→ **Your instructions**
Go to the line containing "Query: bull's hind leg" in the records below and print it and every following line exactly, on through the line containing "Query: black shorts", then stop.

== Records for the task ==

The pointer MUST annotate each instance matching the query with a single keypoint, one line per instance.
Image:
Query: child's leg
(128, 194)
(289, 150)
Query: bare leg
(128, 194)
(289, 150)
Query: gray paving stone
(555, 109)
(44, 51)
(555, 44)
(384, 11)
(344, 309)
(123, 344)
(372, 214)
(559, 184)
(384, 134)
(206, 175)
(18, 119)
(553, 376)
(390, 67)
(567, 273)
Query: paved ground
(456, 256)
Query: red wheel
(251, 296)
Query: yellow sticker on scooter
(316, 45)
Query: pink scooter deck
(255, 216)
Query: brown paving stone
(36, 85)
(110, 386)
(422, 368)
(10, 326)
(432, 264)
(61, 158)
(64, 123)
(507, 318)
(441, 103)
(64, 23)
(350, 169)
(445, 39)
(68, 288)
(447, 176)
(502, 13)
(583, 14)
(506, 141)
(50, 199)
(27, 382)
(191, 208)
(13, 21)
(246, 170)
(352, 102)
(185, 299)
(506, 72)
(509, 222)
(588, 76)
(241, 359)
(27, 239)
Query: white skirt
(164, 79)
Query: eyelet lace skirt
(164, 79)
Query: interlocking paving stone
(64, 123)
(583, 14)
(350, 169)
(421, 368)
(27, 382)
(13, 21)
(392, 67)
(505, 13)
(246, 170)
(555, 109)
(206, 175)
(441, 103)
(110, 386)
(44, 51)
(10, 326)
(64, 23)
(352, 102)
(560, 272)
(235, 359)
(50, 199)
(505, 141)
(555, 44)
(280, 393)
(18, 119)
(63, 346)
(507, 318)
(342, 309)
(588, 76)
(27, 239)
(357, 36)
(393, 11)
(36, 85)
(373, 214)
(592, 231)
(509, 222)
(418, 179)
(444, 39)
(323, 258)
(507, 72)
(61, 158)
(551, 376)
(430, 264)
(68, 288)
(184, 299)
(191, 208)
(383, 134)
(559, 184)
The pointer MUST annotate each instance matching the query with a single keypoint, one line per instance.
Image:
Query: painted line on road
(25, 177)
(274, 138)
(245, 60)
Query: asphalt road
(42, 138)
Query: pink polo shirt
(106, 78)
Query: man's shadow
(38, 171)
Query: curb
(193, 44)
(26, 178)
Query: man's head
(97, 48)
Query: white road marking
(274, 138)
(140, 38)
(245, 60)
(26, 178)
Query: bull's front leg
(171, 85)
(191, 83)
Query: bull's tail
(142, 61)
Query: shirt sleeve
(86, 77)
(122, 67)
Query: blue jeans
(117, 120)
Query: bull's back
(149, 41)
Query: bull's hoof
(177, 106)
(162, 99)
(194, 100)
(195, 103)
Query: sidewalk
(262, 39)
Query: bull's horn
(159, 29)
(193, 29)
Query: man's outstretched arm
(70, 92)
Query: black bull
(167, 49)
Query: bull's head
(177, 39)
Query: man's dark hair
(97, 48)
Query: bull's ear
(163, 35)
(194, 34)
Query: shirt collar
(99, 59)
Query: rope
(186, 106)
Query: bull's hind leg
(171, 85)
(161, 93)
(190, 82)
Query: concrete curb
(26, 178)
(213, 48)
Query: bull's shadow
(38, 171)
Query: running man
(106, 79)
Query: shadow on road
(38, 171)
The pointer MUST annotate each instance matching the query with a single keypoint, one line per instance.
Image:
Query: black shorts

===
== Records for the task ==

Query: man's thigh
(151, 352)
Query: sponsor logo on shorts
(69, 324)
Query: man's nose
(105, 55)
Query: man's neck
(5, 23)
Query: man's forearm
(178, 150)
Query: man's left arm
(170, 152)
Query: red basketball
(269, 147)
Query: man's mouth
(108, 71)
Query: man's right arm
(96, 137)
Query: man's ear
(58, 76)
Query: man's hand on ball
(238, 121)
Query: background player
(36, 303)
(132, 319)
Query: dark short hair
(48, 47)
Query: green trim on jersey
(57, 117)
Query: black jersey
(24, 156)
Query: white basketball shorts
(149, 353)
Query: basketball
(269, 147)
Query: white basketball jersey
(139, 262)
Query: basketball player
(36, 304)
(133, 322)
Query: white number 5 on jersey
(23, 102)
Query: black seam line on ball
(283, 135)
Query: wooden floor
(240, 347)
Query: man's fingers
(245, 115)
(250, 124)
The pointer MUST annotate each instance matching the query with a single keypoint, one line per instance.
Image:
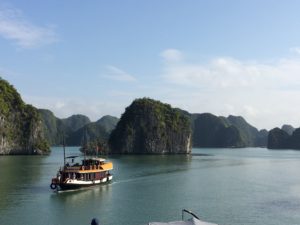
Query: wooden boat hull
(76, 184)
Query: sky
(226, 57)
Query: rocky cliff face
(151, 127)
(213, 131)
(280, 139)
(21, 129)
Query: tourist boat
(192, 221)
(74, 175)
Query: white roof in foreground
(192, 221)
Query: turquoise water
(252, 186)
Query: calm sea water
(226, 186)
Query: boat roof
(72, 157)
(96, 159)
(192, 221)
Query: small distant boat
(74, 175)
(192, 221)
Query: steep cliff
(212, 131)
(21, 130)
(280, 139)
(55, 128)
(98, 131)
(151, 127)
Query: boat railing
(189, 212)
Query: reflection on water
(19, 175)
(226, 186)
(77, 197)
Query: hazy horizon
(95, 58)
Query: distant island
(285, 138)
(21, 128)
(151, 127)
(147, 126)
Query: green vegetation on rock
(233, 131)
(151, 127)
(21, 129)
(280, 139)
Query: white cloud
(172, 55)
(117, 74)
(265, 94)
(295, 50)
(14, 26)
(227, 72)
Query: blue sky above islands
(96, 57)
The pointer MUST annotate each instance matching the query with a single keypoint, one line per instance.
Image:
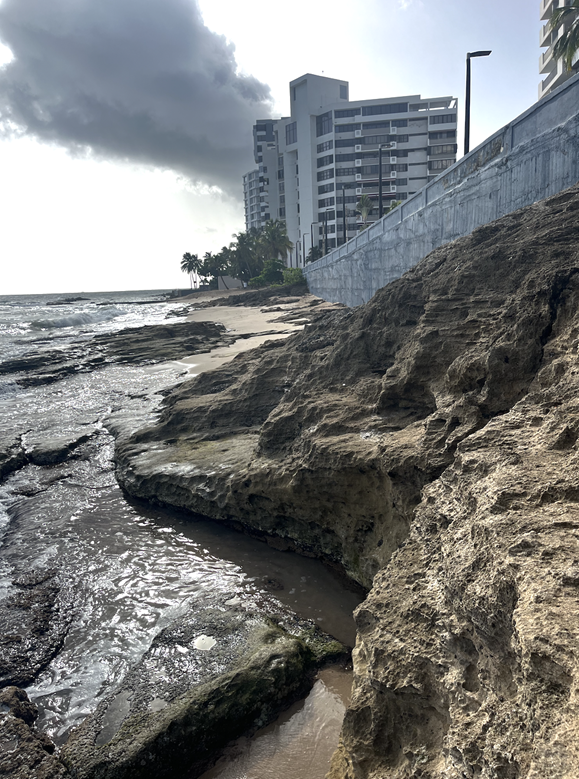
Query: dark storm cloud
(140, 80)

===

→ **Answer to the problem**
Query: bull's hind leg
(171, 85)
(161, 93)
(190, 82)
Query: concrete curb
(26, 178)
(213, 48)
Query: bull's shadow
(38, 171)
Query: running man
(106, 79)
Query: shadow on road
(38, 171)
The pointer MUST annotate each instance matching the query with a single keypoint, one line per instance.
Image:
Query: black shorts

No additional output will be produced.